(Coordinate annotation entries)
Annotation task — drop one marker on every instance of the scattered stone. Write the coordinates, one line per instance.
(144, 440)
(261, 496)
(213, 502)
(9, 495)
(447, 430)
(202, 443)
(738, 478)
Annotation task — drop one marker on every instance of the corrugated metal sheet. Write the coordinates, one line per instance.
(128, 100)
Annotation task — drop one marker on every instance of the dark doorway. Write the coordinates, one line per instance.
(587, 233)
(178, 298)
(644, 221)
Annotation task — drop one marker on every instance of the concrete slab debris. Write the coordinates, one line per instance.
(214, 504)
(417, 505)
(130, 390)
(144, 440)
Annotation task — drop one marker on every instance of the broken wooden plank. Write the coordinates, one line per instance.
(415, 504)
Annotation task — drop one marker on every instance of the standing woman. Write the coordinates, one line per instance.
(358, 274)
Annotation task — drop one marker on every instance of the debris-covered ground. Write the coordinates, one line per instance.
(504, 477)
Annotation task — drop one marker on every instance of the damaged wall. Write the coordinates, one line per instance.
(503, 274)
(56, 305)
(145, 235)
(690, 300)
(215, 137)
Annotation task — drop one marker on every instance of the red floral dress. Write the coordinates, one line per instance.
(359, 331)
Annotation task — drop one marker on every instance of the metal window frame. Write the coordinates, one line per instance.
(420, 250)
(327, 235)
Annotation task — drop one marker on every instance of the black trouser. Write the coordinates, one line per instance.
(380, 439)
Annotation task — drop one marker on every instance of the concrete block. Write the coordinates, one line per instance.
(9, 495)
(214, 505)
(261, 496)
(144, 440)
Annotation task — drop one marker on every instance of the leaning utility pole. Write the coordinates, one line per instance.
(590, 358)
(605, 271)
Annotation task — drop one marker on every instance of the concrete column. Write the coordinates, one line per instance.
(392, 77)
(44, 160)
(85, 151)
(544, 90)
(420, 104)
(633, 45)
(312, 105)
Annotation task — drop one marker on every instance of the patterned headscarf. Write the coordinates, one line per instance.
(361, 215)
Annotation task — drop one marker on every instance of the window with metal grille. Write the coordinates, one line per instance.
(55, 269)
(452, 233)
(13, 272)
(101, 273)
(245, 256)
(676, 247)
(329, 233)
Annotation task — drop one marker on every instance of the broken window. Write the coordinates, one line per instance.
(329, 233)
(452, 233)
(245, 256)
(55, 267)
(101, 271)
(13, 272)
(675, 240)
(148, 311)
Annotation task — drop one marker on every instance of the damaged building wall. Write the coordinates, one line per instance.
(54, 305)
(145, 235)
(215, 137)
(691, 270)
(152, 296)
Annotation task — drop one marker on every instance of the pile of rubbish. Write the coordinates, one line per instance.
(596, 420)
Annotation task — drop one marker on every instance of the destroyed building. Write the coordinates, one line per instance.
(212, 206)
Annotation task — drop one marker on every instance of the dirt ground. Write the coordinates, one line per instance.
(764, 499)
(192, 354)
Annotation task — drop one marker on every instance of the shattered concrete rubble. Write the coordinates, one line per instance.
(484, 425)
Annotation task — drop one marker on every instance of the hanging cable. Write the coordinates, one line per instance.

- [Work to be completed]:
Nothing should be left out: return all of the records exactly.

- [Task answer]:
Annotation task — drop one marker on every instance of the scattered stone. Write the coordinates, one line per instance.
(144, 440)
(261, 496)
(213, 502)
(9, 495)
(447, 430)
(202, 443)
(738, 478)
Annotation task — drop one marker on every instance of the corrugated metal sheet. Write the coordinates, one line per instance.
(128, 100)
Annotation task — drop one marker on every instance of the dark doorway. Write the coordinates, one line per instance.
(587, 233)
(178, 298)
(644, 221)
Annotation task — drop one marker on every instance of the concrete slab debris. Write the coordinates, one line per instance.
(214, 504)
(417, 505)
(130, 390)
(144, 440)
Annotation task — drop one marker on every instance of the broken wooden plank. Write the coordinates, one line per instance.
(415, 504)
Annotation task — drop one marker on every instance of the standing woman. Write the coordinates, one line per instance.
(358, 274)
Annotation task — drop one marker on every instance of the debris-covered ground. Write the coordinates, one line per instance.
(504, 477)
Annotation task — drop one marker on every instance of the damaged wall. Write the coordinates, one line per instance.
(503, 274)
(56, 305)
(145, 235)
(690, 300)
(215, 137)
Annotation task — drop one marker on every instance of the red floral dress. Write the coordinates, one line per instance.
(359, 331)
Annotation task — drop one marker on every instance of the metal window frame. Write the coordinates, one line per instance.
(420, 250)
(327, 235)
Annotation task — drop one marker on every instance of the black trouser. Write the coordinates, one line per instance.
(380, 439)
Annotation task — drop one marker on every instance of the concrete block. Write the coordinates, one line per instance.
(9, 495)
(214, 505)
(261, 496)
(144, 440)
Annotation task — drop one marker on every instance of the leaning utility pole. Write the coordinates, one line per instance.
(590, 358)
(605, 271)
Annotation task — drop one marker on every instance of the concrete column. Write the coordinates, one line per instance.
(392, 77)
(44, 160)
(85, 151)
(544, 90)
(420, 104)
(633, 45)
(312, 105)
Annotation task — drop one marker on every instance of the patterned headscarf. Write the coordinates, one line per instance.
(361, 215)
Annotation task — drop one marker on every instance of the window with metal grille. Write the coordinates, one line per instance.
(55, 269)
(452, 233)
(13, 272)
(101, 273)
(245, 256)
(676, 247)
(329, 233)
Annotation task — drop one marker on every instance of the broken window. Write the coordinates, one line per instance.
(329, 233)
(452, 233)
(245, 256)
(55, 267)
(101, 271)
(13, 272)
(675, 240)
(148, 311)
Annotation task — drop one marker on every instance of the damaged building wall. Write the coordinates, one line per instance.
(54, 305)
(145, 235)
(215, 137)
(691, 270)
(152, 296)
Annotation task — drop one marker on every instance of the pile of rubbish. Write the coordinates, one line per instance.
(596, 420)
Annotation task — drop one marker on every instance of the destroyed building. Write the coordinates, one line per instance.
(212, 206)
Annotation task — drop one marker on every instance of the dirt ground. Write the coordinates, one line per instance.
(764, 499)
(192, 354)
Annotation task — drop one marker on every instance of the shattered concrete rubble. Write the coordinates, one line per instance.
(484, 425)
Annotation task — drop one marker on every instance of the hanging cable. Write the coordinates, one line per instance.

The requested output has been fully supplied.